Friday, September 9, 2016

Munch a Bunch!

When you're a Monarch Butterfly caterpillar you cannot afford to be wasteful.  You have 10 - 14 days to grow from a tiny spec of an egg and become a chrysalis or pupa. Nutrients are a valuable resource not to be wasted and discarded.
The first meal a newly hatched monarch caterpillar eats is it's egg case. The minerals and nutrients in this egg shell is the first step to becoming an healthy larva.
After eating the egg case the 1st instar caterpillar begins to eat the hairs on the milkweed leaf which also held it's egg. After the hairs the caterpillar will start to eat the leaf proper. This young caterpillar is not big enough yet to chew entirely through the leaf but within 24 hours of hatching that will be possible. In the next two weeks the caterpillar will eat the equivalent of 6-8 large  common milkweed leaves.
As the caterpillar grows to become a chrysalis it will need to shed it's skin 4 times as it's body outgrows that skin. This caterpillar has just shed it's skin and will rest for about 90 minutes afterwards. As it rests it's head, feet and pro-legs will get the distinctive black and yellow coloration that is absent immediately following the molt. Notice the anterior tentacles are still folded back against it's body. These will slowly extend forward over the next two hours.

_Study questions:_
**a.** In the monarch caterpillar post, how many times does the caterpillar shed its skin as it grows to become a chrysalis?
**b.** List, in order, the things the monarch caterpillar post says a newly hatched caterpillar eats.

_Dataset extract:_
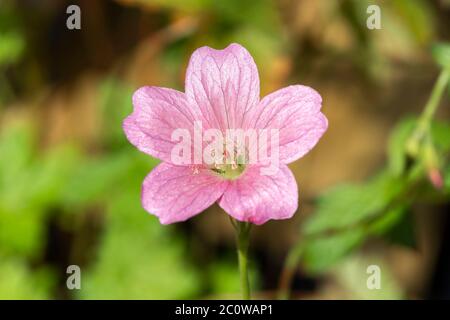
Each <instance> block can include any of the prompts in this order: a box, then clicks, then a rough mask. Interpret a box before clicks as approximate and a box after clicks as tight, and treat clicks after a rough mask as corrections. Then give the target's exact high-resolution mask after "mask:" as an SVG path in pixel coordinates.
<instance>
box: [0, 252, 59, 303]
mask: <svg viewBox="0 0 450 320" xmlns="http://www.w3.org/2000/svg"><path fill="white" fill-rule="evenodd" d="M0 259H1V262H2V263H0V300H3V299H9V300H18V299H24V300H34V299H51V289H53V286H54V284H55V279H54V278H53V277H52V275H51V274H50V273H49V272H48V271H47V270H42V269H38V270H36V269H34V270H32V269H31V268H29V267H28V266H27V265H26V264H25V262H24V261H23V260H21V259H16V258H6V257H4V256H1V255H0Z"/></svg>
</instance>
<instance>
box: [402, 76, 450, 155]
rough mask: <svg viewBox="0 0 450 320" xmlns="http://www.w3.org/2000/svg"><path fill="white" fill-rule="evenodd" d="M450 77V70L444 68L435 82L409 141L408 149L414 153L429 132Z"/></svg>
mask: <svg viewBox="0 0 450 320" xmlns="http://www.w3.org/2000/svg"><path fill="white" fill-rule="evenodd" d="M449 79H450V71H449V70H447V69H443V70H442V71H441V73H440V75H439V77H438V79H437V80H436V83H435V84H434V87H433V90H432V91H431V95H430V98H429V99H428V101H427V104H426V105H425V108H424V110H423V112H422V114H421V116H420V118H419V122H418V124H417V127H416V130H415V131H414V132H413V134H412V136H411V138H410V140H409V141H408V143H407V149H408V151H409V152H410V153H411V154H412V155H415V154H417V153H418V149H419V144H420V143H421V142H422V140H423V139H424V137H425V136H426V135H427V134H428V131H429V129H430V125H431V121H432V120H433V117H434V114H435V113H436V110H437V108H438V106H439V101H440V100H441V97H442V95H443V93H444V91H445V88H446V87H447V85H448V82H449Z"/></svg>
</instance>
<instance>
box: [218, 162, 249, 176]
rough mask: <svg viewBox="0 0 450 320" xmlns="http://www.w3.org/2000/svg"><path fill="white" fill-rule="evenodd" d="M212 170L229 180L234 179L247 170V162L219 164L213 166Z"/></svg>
mask: <svg viewBox="0 0 450 320" xmlns="http://www.w3.org/2000/svg"><path fill="white" fill-rule="evenodd" d="M211 171H213V172H214V173H216V174H218V175H220V176H221V177H222V178H224V179H227V180H234V179H237V178H239V177H240V176H241V174H242V173H244V171H245V164H240V163H239V164H219V165H215V166H214V167H212V168H211Z"/></svg>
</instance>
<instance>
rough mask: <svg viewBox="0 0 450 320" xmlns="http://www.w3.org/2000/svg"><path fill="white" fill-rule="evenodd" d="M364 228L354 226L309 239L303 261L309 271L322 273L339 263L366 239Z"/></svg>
mask: <svg viewBox="0 0 450 320" xmlns="http://www.w3.org/2000/svg"><path fill="white" fill-rule="evenodd" d="M365 234H366V233H365V231H364V229H363V228H353V229H349V230H345V231H342V232H339V233H336V234H332V235H324V236H321V237H318V238H314V239H309V240H307V243H306V245H305V248H304V252H303V261H304V263H305V267H306V268H307V270H308V271H310V272H312V273H320V272H323V271H325V270H327V269H328V268H329V267H331V266H332V265H334V264H335V263H337V262H338V261H339V260H340V259H341V258H343V257H344V256H345V255H346V254H348V253H349V252H350V251H351V250H352V249H354V248H355V247H357V246H358V245H360V244H362V242H363V240H364V239H365Z"/></svg>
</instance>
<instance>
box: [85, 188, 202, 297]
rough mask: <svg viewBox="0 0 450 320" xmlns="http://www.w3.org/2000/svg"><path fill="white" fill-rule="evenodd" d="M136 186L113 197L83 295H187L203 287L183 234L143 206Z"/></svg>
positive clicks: (112, 198)
mask: <svg viewBox="0 0 450 320" xmlns="http://www.w3.org/2000/svg"><path fill="white" fill-rule="evenodd" d="M139 197H140V195H139V192H138V190H135V189H130V190H124V192H123V193H122V194H119V195H116V196H115V197H113V198H111V199H110V205H109V208H108V223H107V224H106V226H107V229H106V230H105V233H104V235H103V237H102V238H101V241H100V244H99V245H100V251H99V253H98V258H97V260H96V261H95V263H94V265H93V266H92V268H91V269H88V270H86V271H85V273H84V274H85V276H84V278H83V289H82V290H80V291H79V292H76V294H77V297H78V298H83V299H183V298H188V297H192V296H194V295H195V294H196V293H197V292H198V290H199V287H200V285H199V275H198V273H197V272H196V271H195V269H194V268H193V267H192V265H191V264H190V263H189V260H188V257H189V254H186V251H185V248H184V244H183V241H182V238H180V237H178V236H177V235H176V234H175V233H174V232H173V231H174V230H173V229H172V228H170V227H169V228H168V227H163V226H161V225H160V224H159V222H158V220H157V219H156V217H153V216H149V215H148V214H147V213H146V212H145V211H144V210H143V209H142V208H141V203H140V199H139Z"/></svg>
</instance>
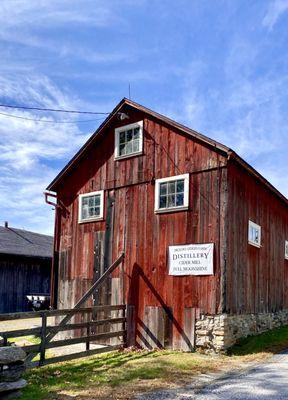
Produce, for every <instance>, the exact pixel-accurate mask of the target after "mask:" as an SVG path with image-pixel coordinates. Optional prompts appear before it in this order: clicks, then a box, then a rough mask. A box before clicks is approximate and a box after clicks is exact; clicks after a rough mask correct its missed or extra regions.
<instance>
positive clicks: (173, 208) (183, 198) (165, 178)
mask: <svg viewBox="0 0 288 400" xmlns="http://www.w3.org/2000/svg"><path fill="white" fill-rule="evenodd" d="M188 203H189V174H184V175H178V176H171V177H170V178H162V179H156V186H155V211H156V212H167V211H175V210H187V208H188Z"/></svg>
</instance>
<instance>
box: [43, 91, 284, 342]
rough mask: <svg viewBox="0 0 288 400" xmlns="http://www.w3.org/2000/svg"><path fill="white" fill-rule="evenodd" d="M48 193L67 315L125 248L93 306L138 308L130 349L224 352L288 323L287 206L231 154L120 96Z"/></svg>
mask: <svg viewBox="0 0 288 400" xmlns="http://www.w3.org/2000/svg"><path fill="white" fill-rule="evenodd" d="M47 189H48V190H49V191H52V192H56V194H57V202H58V207H57V212H56V222H55V234H56V235H55V257H56V258H55V261H54V266H55V268H54V281H58V299H57V302H58V307H59V308H67V307H72V306H73V305H74V304H75V302H77V300H78V299H79V298H80V297H81V296H82V295H83V293H84V292H85V291H86V290H87V288H89V287H90V286H91V284H92V283H93V281H95V279H96V278H97V277H99V276H100V275H101V274H102V273H103V272H104V271H105V269H107V268H108V267H109V265H110V264H111V263H112V262H113V261H114V260H115V259H116V258H117V257H118V256H119V255H120V254H121V252H124V254H125V258H124V261H123V263H122V265H121V267H120V268H119V270H118V271H116V272H115V273H114V274H113V277H112V279H111V281H110V283H109V285H106V286H105V288H104V289H103V290H102V291H101V292H97V293H95V296H94V301H95V302H96V303H98V304H103V303H104V304H111V303H112V304H113V303H114V304H115V303H122V302H124V303H125V304H127V307H128V309H130V310H131V313H132V311H133V318H131V321H130V326H129V324H128V333H129V344H134V343H135V344H138V345H144V346H148V347H155V346H159V347H173V348H182V349H189V348H190V349H191V348H193V347H195V346H196V347H203V348H212V349H215V350H220V349H223V348H226V347H228V346H230V345H231V344H232V343H234V342H235V340H236V339H237V338H239V337H242V336H246V335H249V334H254V333H257V332H260V331H263V330H266V329H269V328H272V327H274V326H279V325H281V324H287V323H288V200H287V199H286V198H285V197H284V196H283V195H282V194H281V193H279V192H278V191H277V190H276V189H275V188H274V187H273V186H272V185H271V184H270V183H269V182H268V181H267V180H266V179H265V178H263V177H262V176H261V175H260V174H259V173H258V172H257V171H255V170H254V169H253V168H252V167H251V166H250V165H248V164H247V163H246V162H245V161H244V160H243V159H242V158H240V157H239V156H238V155H237V154H236V153H235V152H234V151H233V150H231V149H229V148H227V147H226V146H224V145H222V144H220V143H217V142H216V141H214V140H212V139H209V138H208V137H206V136H203V135H202V134H200V133H198V132H195V131H194V130H192V129H189V128H187V127H185V126H183V125H181V124H178V123H177V122H175V121H172V120H171V119H169V118H167V117H164V116H163V115H160V114H158V113H156V112H154V111H151V110H149V109H147V108H146V107H143V106H141V105H139V104H136V103H134V102H132V101H131V100H127V99H123V100H122V101H121V102H120V103H119V104H118V105H117V106H116V108H115V109H114V110H113V111H112V112H111V114H110V115H109V116H108V117H107V119H106V120H105V121H104V122H103V123H102V125H101V126H100V127H99V129H97V131H96V132H95V133H94V134H93V135H92V136H91V138H90V139H89V140H88V141H87V143H86V144H85V145H84V146H83V147H82V148H81V149H80V151H79V152H78V153H77V154H76V155H75V156H74V157H73V159H72V160H71V161H70V162H69V163H68V164H67V165H66V166H65V167H64V169H63V170H62V171H61V172H60V173H59V175H58V176H57V177H56V178H55V179H54V181H53V182H52V183H51V184H50V185H49V186H48V188H47ZM172 246H174V247H172Z"/></svg>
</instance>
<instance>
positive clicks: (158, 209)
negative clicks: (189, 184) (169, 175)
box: [154, 174, 189, 214]
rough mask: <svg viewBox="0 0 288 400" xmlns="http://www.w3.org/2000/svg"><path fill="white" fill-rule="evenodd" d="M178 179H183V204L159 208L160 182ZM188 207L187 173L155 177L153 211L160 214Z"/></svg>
mask: <svg viewBox="0 0 288 400" xmlns="http://www.w3.org/2000/svg"><path fill="white" fill-rule="evenodd" d="M180 179H184V204H183V206H175V207H169V208H159V205H160V204H159V203H160V184H161V183H166V182H171V181H176V180H180ZM188 208H189V174H183V175H175V176H169V177H167V178H161V179H156V181H155V202H154V211H155V213H157V214H158V213H159V214H162V213H167V212H174V211H180V210H188Z"/></svg>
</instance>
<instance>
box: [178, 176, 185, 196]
mask: <svg viewBox="0 0 288 400" xmlns="http://www.w3.org/2000/svg"><path fill="white" fill-rule="evenodd" d="M177 192H178V193H179V192H184V180H182V179H181V180H180V181H177Z"/></svg>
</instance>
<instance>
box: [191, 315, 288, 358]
mask: <svg viewBox="0 0 288 400" xmlns="http://www.w3.org/2000/svg"><path fill="white" fill-rule="evenodd" d="M283 325H288V309H286V310H283V311H278V312H275V313H261V314H240V315H230V314H220V315H202V316H201V317H200V319H198V320H197V322H196V343H195V344H196V349H199V350H200V349H201V350H204V351H206V352H207V351H208V352H209V351H211V352H217V353H218V352H221V351H225V350H226V349H227V348H229V347H231V346H232V345H233V344H234V343H235V342H236V341H237V340H238V339H240V338H244V337H247V336H251V335H257V334H259V333H262V332H265V331H268V330H269V329H273V328H278V327H280V326H283Z"/></svg>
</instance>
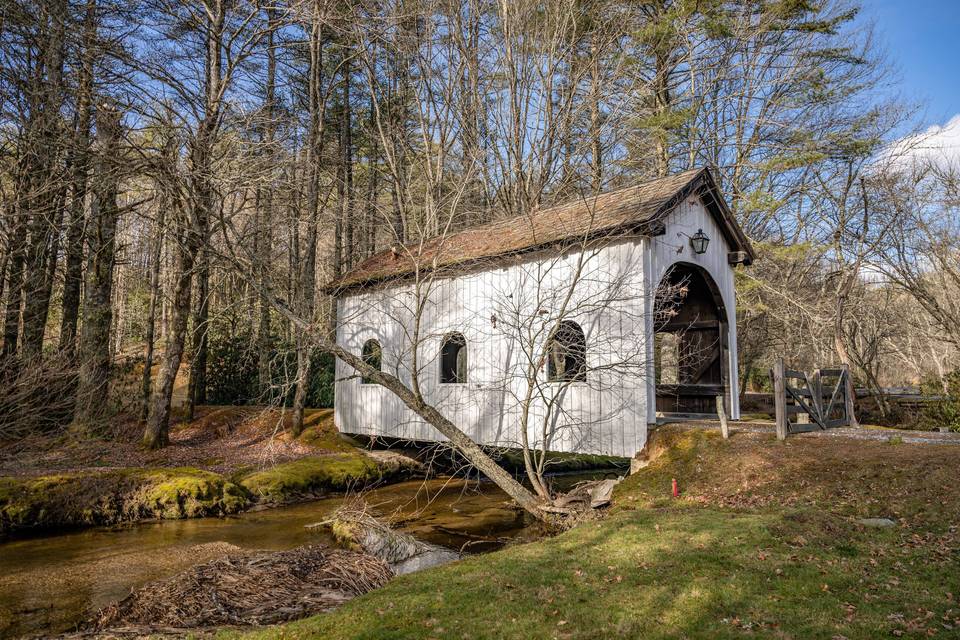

_Exercise answers:_
**a.** 4 times.

**b.**
1. Its egg case
2. The hairs on the milkweed leaf that held its egg
3. The leaf itself